What the exercise asks: Which lines in the records below contain the word "gray"? Return each of them.

Extracted material:

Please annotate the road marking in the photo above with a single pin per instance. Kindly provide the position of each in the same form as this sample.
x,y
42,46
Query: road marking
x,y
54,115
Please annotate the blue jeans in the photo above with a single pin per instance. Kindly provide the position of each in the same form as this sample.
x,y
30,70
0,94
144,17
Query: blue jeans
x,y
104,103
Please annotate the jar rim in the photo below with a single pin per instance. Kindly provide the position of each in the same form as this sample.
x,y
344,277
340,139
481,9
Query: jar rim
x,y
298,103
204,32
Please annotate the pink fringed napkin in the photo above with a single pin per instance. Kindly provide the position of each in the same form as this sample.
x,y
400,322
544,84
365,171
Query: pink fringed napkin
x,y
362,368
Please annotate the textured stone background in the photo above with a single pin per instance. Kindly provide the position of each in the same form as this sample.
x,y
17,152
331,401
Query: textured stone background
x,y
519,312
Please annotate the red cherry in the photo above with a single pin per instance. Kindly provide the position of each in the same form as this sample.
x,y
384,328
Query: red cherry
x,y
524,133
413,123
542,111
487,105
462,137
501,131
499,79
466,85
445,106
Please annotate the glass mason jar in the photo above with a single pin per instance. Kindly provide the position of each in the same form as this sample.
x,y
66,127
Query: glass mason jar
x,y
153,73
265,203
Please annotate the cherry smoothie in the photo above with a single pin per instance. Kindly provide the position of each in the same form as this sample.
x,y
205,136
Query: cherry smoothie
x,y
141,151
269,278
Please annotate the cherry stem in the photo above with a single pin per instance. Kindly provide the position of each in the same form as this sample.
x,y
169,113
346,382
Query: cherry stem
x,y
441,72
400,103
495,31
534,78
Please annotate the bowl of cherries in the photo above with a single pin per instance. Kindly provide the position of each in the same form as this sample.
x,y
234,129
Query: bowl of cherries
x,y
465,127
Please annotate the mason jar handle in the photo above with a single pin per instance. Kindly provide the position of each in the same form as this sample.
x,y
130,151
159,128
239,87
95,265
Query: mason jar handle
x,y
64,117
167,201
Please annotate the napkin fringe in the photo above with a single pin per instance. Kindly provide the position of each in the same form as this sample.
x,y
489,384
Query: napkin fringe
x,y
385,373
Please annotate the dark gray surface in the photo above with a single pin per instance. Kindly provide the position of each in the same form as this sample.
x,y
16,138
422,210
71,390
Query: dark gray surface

Answer space:
Please annotate the dark gray surface in the photo above with a single pin per instance. Kindly provide the position of each in the same form as this sample.
Query: dark gray surface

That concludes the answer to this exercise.